What is needed: Reproduce every item below word for word, leaving the pictures out of your answer.

(Data entries)
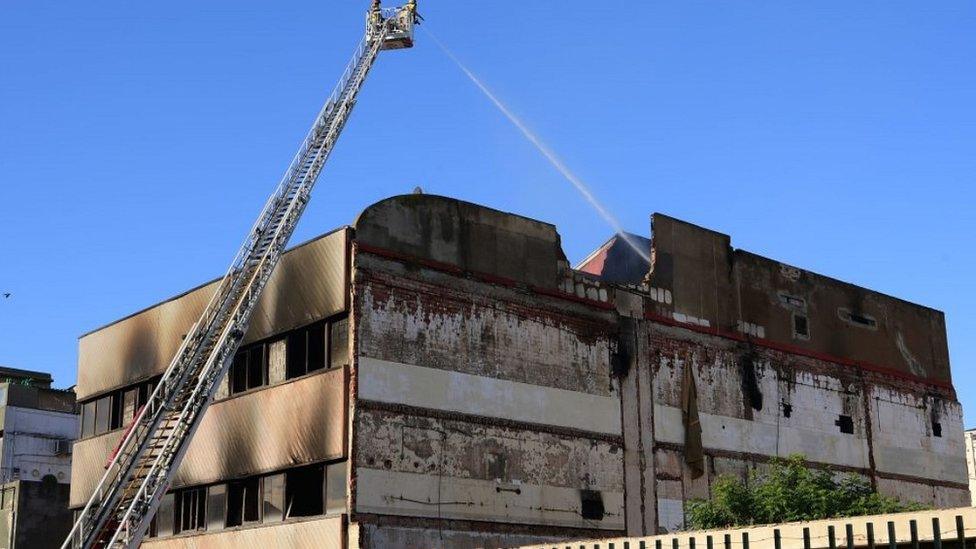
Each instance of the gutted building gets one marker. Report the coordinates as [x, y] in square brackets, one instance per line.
[437, 375]
[37, 425]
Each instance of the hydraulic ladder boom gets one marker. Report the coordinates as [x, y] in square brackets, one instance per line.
[121, 507]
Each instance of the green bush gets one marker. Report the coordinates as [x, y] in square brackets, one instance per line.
[785, 492]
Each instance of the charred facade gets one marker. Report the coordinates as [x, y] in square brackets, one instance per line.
[437, 375]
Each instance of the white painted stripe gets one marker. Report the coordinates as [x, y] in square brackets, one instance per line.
[430, 495]
[398, 383]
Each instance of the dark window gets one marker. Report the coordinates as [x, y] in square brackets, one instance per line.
[216, 507]
[243, 501]
[190, 509]
[116, 410]
[129, 399]
[274, 498]
[316, 347]
[103, 414]
[249, 369]
[800, 328]
[257, 366]
[335, 488]
[164, 516]
[591, 504]
[238, 373]
[339, 343]
[858, 319]
[846, 424]
[295, 355]
[303, 491]
[88, 419]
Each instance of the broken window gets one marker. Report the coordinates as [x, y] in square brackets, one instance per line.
[103, 415]
[190, 510]
[274, 498]
[303, 491]
[216, 506]
[164, 516]
[792, 301]
[129, 399]
[591, 505]
[87, 419]
[858, 319]
[295, 355]
[249, 369]
[801, 329]
[335, 488]
[846, 424]
[243, 501]
[339, 343]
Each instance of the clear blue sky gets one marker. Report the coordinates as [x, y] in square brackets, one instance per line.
[138, 140]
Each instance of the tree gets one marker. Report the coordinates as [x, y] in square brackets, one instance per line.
[789, 491]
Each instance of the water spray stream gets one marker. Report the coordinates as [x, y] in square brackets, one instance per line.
[548, 153]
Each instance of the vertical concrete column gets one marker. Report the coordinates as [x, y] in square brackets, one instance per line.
[631, 366]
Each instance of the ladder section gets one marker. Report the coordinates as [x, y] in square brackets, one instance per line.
[121, 506]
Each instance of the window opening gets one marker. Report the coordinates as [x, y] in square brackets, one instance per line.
[303, 491]
[846, 424]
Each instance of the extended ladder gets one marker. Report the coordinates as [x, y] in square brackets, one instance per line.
[119, 511]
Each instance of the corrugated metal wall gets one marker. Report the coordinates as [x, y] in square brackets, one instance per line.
[296, 422]
[309, 283]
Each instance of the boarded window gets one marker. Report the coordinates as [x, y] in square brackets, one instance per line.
[303, 491]
[335, 488]
[274, 498]
[190, 510]
[339, 343]
[216, 506]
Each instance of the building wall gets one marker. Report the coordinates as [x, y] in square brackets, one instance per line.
[35, 444]
[496, 397]
[970, 444]
[484, 407]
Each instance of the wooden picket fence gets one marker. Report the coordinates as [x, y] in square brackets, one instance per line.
[936, 529]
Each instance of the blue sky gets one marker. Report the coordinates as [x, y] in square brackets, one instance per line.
[138, 141]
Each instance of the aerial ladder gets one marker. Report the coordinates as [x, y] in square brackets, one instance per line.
[120, 509]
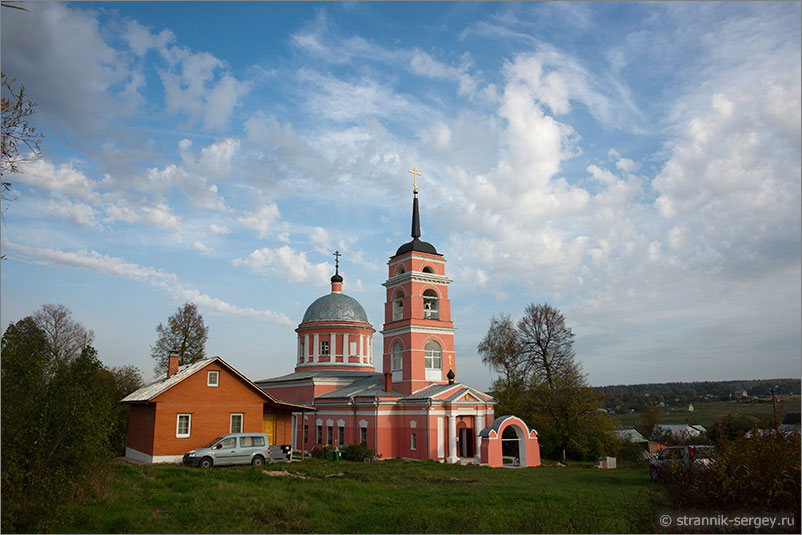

Written reply:
Each instance of the gutted building gets one marker. Report the coordinates as [x, y] in square brackets, one instance per line.
[437, 375]
[37, 425]
Each instance of the hydraulic ladder boom gets one marker. Report the coordinates as [x, y] in square brackets, one instance per line.
[121, 507]
Each instance of the green bush gets one marker. Report the coordinates as [x, y] in square brackets, one instance per line.
[785, 492]
Each instance of the charred facade gets one marker. Report the coordinates as [x, y] in square brackets, one instance per line.
[437, 375]
Each instance of the white painted stripe gets one marker. Report the coordinates as [x, y] in square brackets, one instance per line.
[430, 495]
[398, 383]
Each instance of the dark window gets one marker. Report the coordinates as [x, y] in square brackets, one instance per line.
[216, 507]
[243, 501]
[190, 509]
[116, 410]
[129, 399]
[274, 498]
[316, 347]
[103, 414]
[249, 369]
[800, 328]
[257, 366]
[335, 488]
[164, 516]
[591, 504]
[238, 373]
[339, 343]
[858, 319]
[846, 424]
[295, 355]
[303, 491]
[88, 419]
Each instance of the broken window gets one marker. Report the coordinates as [x, y] in square brackets, one instance per line.
[103, 415]
[190, 510]
[274, 498]
[303, 491]
[216, 506]
[164, 516]
[792, 301]
[129, 399]
[591, 505]
[87, 419]
[858, 319]
[295, 355]
[249, 369]
[801, 329]
[335, 488]
[846, 424]
[243, 501]
[339, 343]
Each instance of the clear blue sky gets one marker. Report the coordinates as [x, y] in square brackets, one instance per line.
[138, 140]
Each instance of the tree gets one marker. Report the coordinates as [x, y] in square brackets, one instance per line.
[789, 491]
Each instance of the water spray stream gets one marker. Report the coordinates as [x, y] in square brackets, one instance per line.
[548, 153]
Each instance of the vertical concrete column gets one marker. Report the coordinates as [x, y] in square brackets, one instance per line.
[631, 366]
Each instance of the ladder section gets one marker. Report the coordinates as [x, y] in square brackets, one instance per line.
[121, 506]
Each instance of the window opening gets one marker. Report the coordinates as [x, y] in square brackets, one instance per line.
[303, 491]
[846, 424]
Each instance of the extended ladder gets one marker. Report the coordinates as [x, y] in square brackets, one instance per line.
[119, 511]
Each instance of the corrugated metal wall gets one marker. Report the coordinates as [x, y] in square brackets, one instance per line.
[296, 422]
[309, 283]
Each instance of the boarded window gets one marker. Report the coordinates as [x, y] in square brackets, one instance per line.
[303, 491]
[335, 488]
[274, 498]
[190, 510]
[339, 343]
[216, 506]
Each instance of the building wall gets one marker. Report the coordinates as [x, y] in square brackets, one instance per line.
[35, 444]
[496, 397]
[970, 444]
[484, 407]
Each instance of the wooden picket fence gets one marker. Report the coordinates as [x, y] in square brackets, one instance per line.
[936, 529]
Each instance of the blue sky gets one marker. Report the coordinates as [x, y] in square brackets, one instance per line.
[138, 141]
Each instance of the aerial ladder gets one marker. Report the coordinates as [x, y] in square brackets, one instance per line.
[120, 509]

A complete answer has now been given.